===== Information provided

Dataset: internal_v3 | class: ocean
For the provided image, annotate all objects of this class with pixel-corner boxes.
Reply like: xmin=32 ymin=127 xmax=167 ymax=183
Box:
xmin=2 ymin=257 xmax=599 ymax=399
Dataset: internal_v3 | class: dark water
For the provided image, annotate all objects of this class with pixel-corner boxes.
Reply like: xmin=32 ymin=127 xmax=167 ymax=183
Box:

==========
===== Information provided

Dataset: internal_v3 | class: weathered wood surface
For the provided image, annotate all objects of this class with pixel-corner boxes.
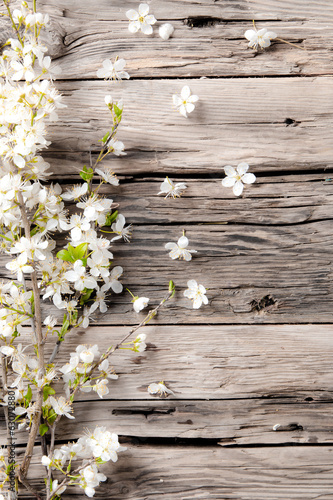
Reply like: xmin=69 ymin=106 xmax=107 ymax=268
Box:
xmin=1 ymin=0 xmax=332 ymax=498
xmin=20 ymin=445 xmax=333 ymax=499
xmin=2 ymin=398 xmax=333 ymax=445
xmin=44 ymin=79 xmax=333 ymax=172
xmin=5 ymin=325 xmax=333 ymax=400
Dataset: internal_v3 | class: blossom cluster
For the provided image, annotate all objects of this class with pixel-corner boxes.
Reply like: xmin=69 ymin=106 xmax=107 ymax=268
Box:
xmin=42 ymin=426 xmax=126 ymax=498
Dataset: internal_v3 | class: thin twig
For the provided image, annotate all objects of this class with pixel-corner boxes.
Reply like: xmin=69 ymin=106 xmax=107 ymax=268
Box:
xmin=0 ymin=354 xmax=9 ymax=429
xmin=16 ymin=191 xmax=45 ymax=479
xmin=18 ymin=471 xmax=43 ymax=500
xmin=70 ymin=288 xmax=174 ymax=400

==========

● **Aim of the task**: Go through the listing above and copy each line in which the string "Dataset" is found.

● **Output for this exercise**:
Dataset: internal_v3 | class: ocean
Dataset: internal_v3 | class: dark water
Dataset: internal_v3 | class: weathered wood surface
Dataset: internal_v3 | class: blossom cluster
Dataset: internal_v3 | class: thin twig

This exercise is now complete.